▶ **Text**:
■ ■ ■ ■ ■ ■ ■

Digging v. Axtell

196 Ill. App. 480 | Ill. App. Ct. | 1915

Mr. Justice Niehaus

delivered the opinion of the court.

In this case the appellants, Adella Diggins and her husband, Lon 0. Diggins, filed a bill in equity, in the Circuit Court of McHenry county, to redeem the premises described in the bill from foreclosure sale made February 18, 1911. The property in question, which was the residence of appellants, was purchased at said sale by the appellee E. L. Axtell, for the sum of $2,450, and a master’s certificate of sale issued to him therefor. The evidence shows that appellants had mortgaged the property in question to B. A. Nugent, as security for an indebtedness of $2,000, and having made default in the payment of the interest due, foreclosure proceedings were instituted; and that this sale made was pursuant to a decree in those proceedings. No redemption was.made from the sale; and on July 24,1912, two months after the statutory period for redemption had expired, a master’s deed was issued to the appellee E. L. Axtell on his certificate of sale. Afterwards, on August 14,1912, the appellee Axtel by deed conveyed the premises to the appellee William Doyle.

The appellants remained in actual occupancy of the property during the period of redemption, and since that time, and they were occupying the premises at the time of the making of the deed by appellee Axtell to appellee Doyle. The bill alleges that the appellee Ax-tell verbally promised to extend time of the statutory period of redemption, from May to November, 1912; and that appellants, relying on the promises of appellee Axtell, expended large sums of money in making improvements upon the premises, and in payment of taxes and special assessments which became due and payable during said period of redemption, and after the expiration thereof.

■ ■ ■ ■ ■ ■ ■

▶ **Given entries**:
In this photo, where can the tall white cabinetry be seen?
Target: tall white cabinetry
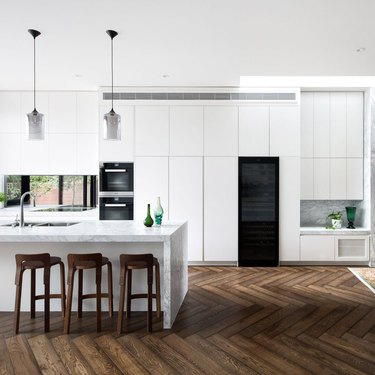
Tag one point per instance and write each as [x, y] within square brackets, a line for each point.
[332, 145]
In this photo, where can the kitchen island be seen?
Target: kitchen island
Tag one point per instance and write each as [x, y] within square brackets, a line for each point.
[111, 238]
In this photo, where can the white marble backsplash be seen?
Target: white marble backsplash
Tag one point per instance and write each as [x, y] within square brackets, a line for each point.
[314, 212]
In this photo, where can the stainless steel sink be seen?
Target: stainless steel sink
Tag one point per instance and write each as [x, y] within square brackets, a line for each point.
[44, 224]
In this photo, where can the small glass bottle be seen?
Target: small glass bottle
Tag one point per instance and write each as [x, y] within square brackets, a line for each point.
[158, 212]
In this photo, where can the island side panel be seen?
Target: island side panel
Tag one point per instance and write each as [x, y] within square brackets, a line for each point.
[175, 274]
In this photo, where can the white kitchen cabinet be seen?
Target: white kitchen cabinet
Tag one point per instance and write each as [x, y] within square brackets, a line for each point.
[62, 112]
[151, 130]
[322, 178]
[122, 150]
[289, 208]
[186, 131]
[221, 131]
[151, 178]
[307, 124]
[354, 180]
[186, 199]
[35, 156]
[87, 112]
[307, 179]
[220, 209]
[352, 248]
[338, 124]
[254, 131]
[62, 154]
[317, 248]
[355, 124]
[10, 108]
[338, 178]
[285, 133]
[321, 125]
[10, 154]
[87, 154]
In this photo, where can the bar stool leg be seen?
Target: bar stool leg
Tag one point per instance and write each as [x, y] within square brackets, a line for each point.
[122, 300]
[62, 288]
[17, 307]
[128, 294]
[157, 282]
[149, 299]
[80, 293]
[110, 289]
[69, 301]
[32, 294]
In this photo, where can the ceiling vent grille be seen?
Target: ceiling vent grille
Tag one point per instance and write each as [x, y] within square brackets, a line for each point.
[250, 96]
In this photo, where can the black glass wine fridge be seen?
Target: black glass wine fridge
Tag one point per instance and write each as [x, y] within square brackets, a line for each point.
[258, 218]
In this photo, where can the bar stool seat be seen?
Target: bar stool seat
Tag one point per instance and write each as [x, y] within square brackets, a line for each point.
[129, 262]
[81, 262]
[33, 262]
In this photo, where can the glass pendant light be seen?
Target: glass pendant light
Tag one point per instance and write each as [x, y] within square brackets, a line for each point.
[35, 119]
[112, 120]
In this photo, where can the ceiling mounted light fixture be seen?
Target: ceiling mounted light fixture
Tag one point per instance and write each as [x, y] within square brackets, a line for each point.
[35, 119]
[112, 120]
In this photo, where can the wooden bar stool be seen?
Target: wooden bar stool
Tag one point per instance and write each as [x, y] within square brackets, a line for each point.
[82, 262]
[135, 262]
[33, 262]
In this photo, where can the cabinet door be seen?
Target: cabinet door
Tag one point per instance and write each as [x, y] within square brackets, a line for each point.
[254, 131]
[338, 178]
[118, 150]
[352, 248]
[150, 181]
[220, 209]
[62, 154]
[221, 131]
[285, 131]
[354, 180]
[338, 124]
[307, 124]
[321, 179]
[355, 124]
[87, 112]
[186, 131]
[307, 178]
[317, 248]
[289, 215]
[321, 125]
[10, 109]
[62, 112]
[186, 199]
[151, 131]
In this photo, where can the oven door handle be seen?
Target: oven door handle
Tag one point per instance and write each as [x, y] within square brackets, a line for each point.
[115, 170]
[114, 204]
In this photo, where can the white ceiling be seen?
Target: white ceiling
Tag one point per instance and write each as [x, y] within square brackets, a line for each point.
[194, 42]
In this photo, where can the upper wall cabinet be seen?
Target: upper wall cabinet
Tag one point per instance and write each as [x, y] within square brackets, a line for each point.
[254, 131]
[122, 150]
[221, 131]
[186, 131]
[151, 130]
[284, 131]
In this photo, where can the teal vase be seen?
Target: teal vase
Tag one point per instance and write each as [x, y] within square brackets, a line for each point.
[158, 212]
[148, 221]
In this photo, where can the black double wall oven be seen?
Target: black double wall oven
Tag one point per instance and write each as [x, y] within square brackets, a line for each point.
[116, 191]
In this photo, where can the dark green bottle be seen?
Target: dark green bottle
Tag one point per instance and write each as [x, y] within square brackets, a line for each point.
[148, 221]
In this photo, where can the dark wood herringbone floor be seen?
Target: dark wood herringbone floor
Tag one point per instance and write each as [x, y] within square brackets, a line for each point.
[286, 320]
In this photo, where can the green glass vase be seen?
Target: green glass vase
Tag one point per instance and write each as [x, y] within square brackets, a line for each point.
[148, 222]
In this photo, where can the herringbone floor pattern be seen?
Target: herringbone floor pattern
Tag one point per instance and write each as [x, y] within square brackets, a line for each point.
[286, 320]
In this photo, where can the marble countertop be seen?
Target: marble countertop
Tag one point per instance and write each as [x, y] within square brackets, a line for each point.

■ ■ ■ ■ ■ ■ ■

▶ **Aim**: Please change the passage of the court opinion starting with "The appellants remained" and going on through "the expiration thereof." so that "improvements" becomes "repairs", and give that passage again.

▶ **Expected answer**:
The appellants remained in actual occupancy of the property during the period of redemption, and since that time, and they were occupying the premises at the time of the making of the deed by appellee Axtell to appellee Doyle. The bill alleges that the appellee Ax-tell verbally promised to extend time of the statutory period of redemption, from May to November, 1912; and that appellants, relying on the promises of appellee Axtell, expended large sums of money in making repairs upon the premises, and in payment of taxes and special assessments which became due and payable during said period of redemption, and after the expiration thereof.